● Selected text
Photo of Angie reading poetry in front of a microphone.
Bryan Bello

“I wasn’t supposed to be at Street Sense.”

This is how Angie Whitehurst chooses to explain why her story is not a very interesting one to share. Conversely, this is exactly why it is.

A native Washingtonian, Whitehurst has watched the District evolve since her birth in 1952. Now 62, she reflects on the city’s growth slowly, carefully choosing each word in order to get every detail correct. She eventually chooses to describe the city of her childhood as a “slow, sleepy, happy town.” As she grew older though, she noticed the segregation. She describes segregated stores, where blacks were only allowed to buy clothes at certain hours, but not allowed to return them, and segregated schools, where blacks were offered an education that was separate and sometimes inferior to the schooling offered to white students.

However, Whitehurst did not receive subpar schooling. She was never supposed to be at Street Sense, remember? She says she went to good public schools- some black, some primarily white, and eventually graduated from Connecticut College. How did she end up where she was never supposed to be? Family demands and serious health problems including fibromyalgia and a stroke all challenged her stability.

Prior to becoming a Street Sense vendor, Whitehurst bought papers from vendors on the street. One day, she recalls fondly, she picked up a paper at the McPherson Square Metro station and decided to read the section regarding how to become a vendor. Soon enough, she was attending an introductory training session for new vendors. Whitehurst admits it took her three tries to actually complete the training. Why? “Murphy’s Law” is how Whitehurst chooses to explain that she was continually pulled away by family needs, medical appointments and other demands. Eventually, however, she earned her vendor’s badge and now sells papers with the same quiet determination that has helped her in other areas of her life.

● Supplied information

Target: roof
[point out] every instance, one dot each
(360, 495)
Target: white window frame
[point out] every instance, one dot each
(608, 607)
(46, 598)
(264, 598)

● Problem description
From the profile of Angie Whitehurst, rewrite the paragraph beginning "Prior to becoming a Street Sense vendor" as a short bulleted list that keeps its main facts.

● Exercise solution
- Before becoming a vendor, Whitehurst bought Street Sense papers from vendors on the street.
- She picked up a paper at the McPherson Square Metro station and read the section on how to become a vendor.
- She soon attended an introductory training session for new vendors.
- Family needs, medical appointments and other demands kept pulling her away, so it took her three tries to finish the training. She calls this "Murphy's Law."
- She eventually earned her vendor's badge and now sells papers with quiet determination.